*WHAT THIS EXERCISE ASKS*:
#1 Reproduce the portion of the Gilgamesh review from "by Rebecca Wall" to "life, remain unchanged.".
#2 According to the Gilgamesh review, which company staged the production?
#3 Carry on writing the Gilgamesh review, picking up after its final sentence.
EXERCISE PASSAGE START
"Tales of gods and men"
by Rebecca Wall for remotegoat on 13/09/16

The British Museum's ancient monuments to kings long gone, for all their beauty and fascinating power, can seem utterly alien, so distant in time and space as to have been created by another species. Occasionally, however, the humble remnants of daily life, a child's toy, a preserved leather shoe, close the circle between past and present, and remind us that for all the differences between our ancestors and ourselves, human nature, and our fundamental concerns in life, remain unchanged.

The beauty of this production by the Crick Crack Club lay in its ability to evoke something of the strangeness of the culture that created it, almost four thousand years distant from our own, yet also the parallels between life in the city of Uruk and contemporary London (or just about anywhere). In Uruk winged gods live among the people, and terrifying creatures roam the world, yet its citizens suffer hangovers, struggle with flood defences, and grumble about their rulers. Equally, while its eponymous hero Gilgamesh might have a four-winged star for a father and preternatural strength, his arrogance as a sixteen year old boy will feel familiar to many parents, and his growing self-awareness as he battles through his trials and tribulations makes this a timeless coming-of-age story.
EXERCISE PASSAGE END
DATASET CONTENT START
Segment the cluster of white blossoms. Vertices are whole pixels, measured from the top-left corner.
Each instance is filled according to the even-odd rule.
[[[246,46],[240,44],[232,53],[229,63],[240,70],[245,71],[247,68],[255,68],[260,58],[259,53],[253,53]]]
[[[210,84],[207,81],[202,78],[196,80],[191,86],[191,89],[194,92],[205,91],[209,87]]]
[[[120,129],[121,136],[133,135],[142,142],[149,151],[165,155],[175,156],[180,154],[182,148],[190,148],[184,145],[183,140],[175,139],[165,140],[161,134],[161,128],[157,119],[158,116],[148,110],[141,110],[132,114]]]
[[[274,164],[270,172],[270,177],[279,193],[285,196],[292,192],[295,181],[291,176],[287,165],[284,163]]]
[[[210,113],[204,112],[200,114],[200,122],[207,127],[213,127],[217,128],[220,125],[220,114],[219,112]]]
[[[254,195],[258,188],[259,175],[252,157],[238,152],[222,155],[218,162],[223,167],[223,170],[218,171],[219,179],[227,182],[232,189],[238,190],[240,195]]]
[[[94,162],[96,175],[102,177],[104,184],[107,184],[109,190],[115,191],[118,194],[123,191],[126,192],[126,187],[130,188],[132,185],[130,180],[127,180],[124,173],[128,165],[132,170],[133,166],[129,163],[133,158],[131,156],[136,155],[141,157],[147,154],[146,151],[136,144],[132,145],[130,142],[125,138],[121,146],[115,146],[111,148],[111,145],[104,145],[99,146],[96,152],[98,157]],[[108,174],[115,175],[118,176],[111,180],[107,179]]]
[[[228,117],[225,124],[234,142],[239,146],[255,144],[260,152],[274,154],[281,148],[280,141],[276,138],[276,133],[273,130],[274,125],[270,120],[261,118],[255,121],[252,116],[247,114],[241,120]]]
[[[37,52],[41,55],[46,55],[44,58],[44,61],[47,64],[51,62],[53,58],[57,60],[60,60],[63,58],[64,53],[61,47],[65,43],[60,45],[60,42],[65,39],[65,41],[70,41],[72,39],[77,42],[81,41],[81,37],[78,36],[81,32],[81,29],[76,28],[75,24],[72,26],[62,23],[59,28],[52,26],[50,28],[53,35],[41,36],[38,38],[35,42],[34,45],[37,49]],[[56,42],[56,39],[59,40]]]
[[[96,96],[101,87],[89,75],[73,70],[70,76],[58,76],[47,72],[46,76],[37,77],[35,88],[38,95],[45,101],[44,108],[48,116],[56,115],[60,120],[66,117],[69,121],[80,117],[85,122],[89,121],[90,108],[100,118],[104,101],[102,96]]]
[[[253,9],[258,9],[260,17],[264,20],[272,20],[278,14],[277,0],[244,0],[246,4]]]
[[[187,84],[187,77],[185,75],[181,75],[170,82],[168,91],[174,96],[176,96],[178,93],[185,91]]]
DATASET CONTENT END
*ANSWERS BY ITEM NUMBER*:
#1
by Rebecca Wall for remotegoat on 13/09/16

The British Museum's ancient monuments to kings long gone, for all their beauty and fascinating power, can seem utterly alien, so distant in time and space as to have been created by another species. Occasionally, however, the humble remnants of daily life, a child's toy, a preserved leather shoe, close the circle between past and present, and remind us that for all the differences between our ancestors and ourselves, human nature, and our fundamental concerns in life, remain unchanged.

#2 The Crick Crack Club.

#3
Although at times the musical elements of the performance seemed a little superfluous, Ben Heggarty's narration was impressively energetic, and successfully transported the audience from their Sunday afternoon in a slightly stuffy auditorium to Mesopotamian palaces, lion-filled plains, and the jewel-filled forests of the underworld. Above all, it re-awakened a childlike delight in surrendering to the power of a story well told.